===== TEXT PROVIDED
Paris is a live album by the English rock band Supertramp, released in 1980. It was recorded on Supertramp's Breakfast in America tour in Paris, France, with most of the tracks taken from a 29 November 1979 show at the Pavillon de Paris, a venue which was once a slaughterhouse. The album was originally going to be called Roadworks. Paris reached number 8 on the Billboard 200 in late 1980 and went Gold immediately, while the live version of "Dreamer" hit the US Top 20.

Background and recording
According to Roger Hodgson, Supertramp had several reasons to record a live album at the time, including a desire to introduce their pre-Breakfast in America works to USA listeners and a mutual sentiment that some of their songs were pulled off better live than in the studio. However, he admits that the chief purpose of the album was to buy time; the band was under pressure to produce a suitable follow-up to the immense success of Breakfast in America, and needed to get off the treadmill of touring and recording for a while in order to consider their direction for such an album. Taking such a breather meant the next studio album wouldn't be finished until 1981 at the earliest, and so something was needed "to fill the gap."

Using the band's mobile studio, a number of shows in Canada and throughout Europe were recorded. However, when Pete Henderson and Russel Pope presented the band with unlabeled cassettes containing rough mixes of these recordings, and the members voted on their favourite tracks, the majority of votes coincidentally fell on recordings from the 29 November show at the Pavilion. A few tracks were taken from other concerts during the band's stay in Paris, and studio overdubs were also added, chiefly for the vocals and John Helliwell's organ. However, Helliwell contended that the amount of overdubbing was minimal compared to most live albums of the time: "A lot of people, when they make a live album, just keep the drums and bass and redo everything else." Filmmaker Derek Burbidge shot the concerts in 16 mm film, missing only five songs ("A Soapbox Opera", "You Started Laughing", "From Now On", "Ain't Nobody But Me" and "Downstream") to lower expenses and give the camera crew some rest. A&M Records requested music videos out of three songs, "Dreamer", "The Logical Song" and  "Asylum". Peter Clifton edited them along with Sarah Legon, and even extended his work to ten songs. However, the studio never sent an approval, so Clifton retreated back to his Sydney home and brought the negatives along to Australia.
==========
===== DATA
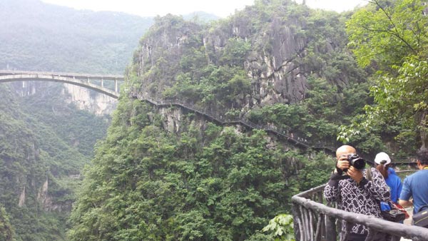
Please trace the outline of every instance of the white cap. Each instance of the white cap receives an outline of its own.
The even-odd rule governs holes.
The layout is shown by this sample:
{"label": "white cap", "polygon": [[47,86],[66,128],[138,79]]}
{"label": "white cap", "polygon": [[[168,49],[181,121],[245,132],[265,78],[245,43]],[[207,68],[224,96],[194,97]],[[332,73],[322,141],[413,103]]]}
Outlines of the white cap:
{"label": "white cap", "polygon": [[[382,160],[386,160],[387,162],[384,163],[380,163]],[[385,153],[379,153],[377,155],[376,155],[376,158],[374,158],[374,162],[377,164],[388,165],[391,163],[391,159],[389,158],[388,154]]]}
==========
WRITTEN EXERCISE 1:
In the text on Supertramp's Paris album, what title was the album originally going to have?
WRITTEN EXERCISE 2:
Condense the paragraph beginning "According to Roger Hodgson" from the Supertramp album text into a short bulleted list that keeps its main facts.
WRITTEN EXERCISE 3:
Continue the text on Supertramp's Paris album from the point where it stops.

TASK ANSWER 1:
Roadworks.

TASK ANSWER 2:
- Roger Hodgson gives several reasons Supertramp recorded a live album: to introduce their pre-Breakfast in America work to US listeners, and a shared feeling that some songs worked better live than in the studio.
- He admits the chief purpose was to buy time.
- The band was under pressure to follow up the huge success of Breakfast in America and needed a break from touring and recording to consider its direction.
- That break meant the next studio album would not be finished before 1981, so something was needed "to fill the gap."

TASK ANSWER 3:
The album's set list contains almost all of the 1974 Crime of the Century (except for "If Everyone Was Listening"), three songs from Crisis? What Crisis? (1975), two from Even in the Quietest Moments (1977), three from Breakfast in America (1979) plus "You Started Laughing", the B-side to the track "Lady" from Crisis? What Crisis?. The hit "Give a Little Bit" was played on the tour but not included because, according to Hodgson, "we were shocked when we listened back to the live tapes to find how bad all the versions were. There just wasn't one version that we felt that we wanted to put on the album." Other songs that were on the tour's set list but not on the album are "Goodbye Stranger", "Even in the Quietest Moments", "Downstream", "Child of Vision" and "Another Man's Woman". All of these tracks, including "Give a Little Bit", later showed up on the second live disc included in the deluxe anniversary edition of Breakfast in America and on the 2-CD/DVD set Live in Paris '79.

Remastering and DVD release

In July 2006, the original master tapes of the album were rediscovered in the Northern California barn of the band's drummer Bob Siebenberg, along with video footage. The tapes were sent to Cups 'N Strings Studios in Woodland Hills, California, for digital remastering. The tapes were initially in bad technical shape, but were successfully transferred to a digital format.

In 2010, Clifton was contacted to finish editing the initial three videos, aiming to later release a concert film out of the Paris concert. The footage was delivered to Roger Hodgson before a concert in Sydney. Once Supertramp manager Dave Margereson and Eagle Rock Entertainment offered to cover the post-production costs, Clifton worked on finishing the film, doing his initial work in Australia. By the time he moved to London to conclude the project, Clifton found out his original idea to feature heavily footage of Paris, adding a story akin to his work in The Song Remains the Same, was nixed by the band, who edited most of what he had done without consent to instead showcase more of the group. The sound was remixed by Peter Henderson and Supertramp's original sound engineer Russel Pope from the original multi-tracks.

The concert film was released on 27 August 2012 under the title Live in Paris '79, with editions in both DVD and Blu-ray Disc. Hodgson would later express his disapproval with the finished project, saying the rest of the band made most decisions regarding the DVD without asking his input and avoiding giving correct songwriting credit to himself or Davies. The DVD was repackaged in 2015 with the full show on two CDs and correct songwriting credit on the rear packaging.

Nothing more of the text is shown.